Coronavirus Outbreak Has Caused Teachers To Pay Out Of Pocket For Cleaning Supplies

Supermajority Education Fund

March 16, 2020

A new analysis by the Economic Policy Institute (EPI) reveals that many teachers across the United States have been paying out of their own pockets for cleaning supplies to disinfect their classrooms since the onset of the coronavirus outbreak. These purchases — which include items like hand sanitizer, wipes, and paper towels — are on top of the average of $459 of their own money American teachers already spend on classroom materials for their students each year.

According to guidelines from the Center for Disease Control, teachers and school staffers should “clean and disinfect frequently touched surfaces and objects in the classroom.” To follow those guidelines, many teachers buy supplies before knowing they will be reimbursed.

“It becomes an expense, because the district doesn’t give us wipes or sanitizer for our classrooms,” one teacher told the Philadelphia Inquirer. “It’s just a worry — what’s the plan and how are we going to be safe?”

As cases and exposure to COVID-19 continue to increase across the country, many school districts in at least 29 states — including New York City, the largest school district in the country with over 1 million students — have decided to close at least until early April. The closures come in the wake of many teachers and teachers unions arguing that the conditions in many public schools are becoming increasingly unsafe for both educators and students — and some teachers, like those in New York City, even threatening to walk out (or, as they called it, hold a “sickout”).
========
#### [REQUIRED TASKS]
**1.** Please list every cleaning supply that the article on teachers buying classroom cleaning supplies names.
**2.** Carry on the article on teachers buying classroom cleaning supplies from its final sentence.

#### [EXERCISE DATA]
========
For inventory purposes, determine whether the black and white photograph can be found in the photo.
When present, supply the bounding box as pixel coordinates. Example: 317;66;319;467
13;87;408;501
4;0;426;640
========
#### [YOUR WRITTEN ANSWERS]
**1.** hand sanitizer, wipes, paper towels

**2.**
ECI economist Emma García told Supermajority News that the fact that teachers — both in districts that have temporary closed and those that remain open — are stepping in to provide schools with essential supplies highlights the gaps in American education funding. “It’s an emergency situation. Teachers are not going to wait until they get money for their supplies because they have to act,” she said. “As first respondents to any crisis a kid goes to school with, they do that on a regular basis.”

García notes that an average of 92 percent of teachers say they are not paid back for the majority of their classroom expenses. “This is not something the teachers should be expected to do,” said García. “The only way to fix this is to actually fix the system that allows that to happen,” she added, noting that local, state, and federal governments need to increase their budgets for classroom materials and other essential supplies. Until then, García says, teachers will likely continue to fill in funding gaps on their own, which ultimately detracts from the economy. 

“It’s money teachers could be using on themselves, on their families or on their savings,” García said. “Instead, they are using it to buy stuff for our kids.”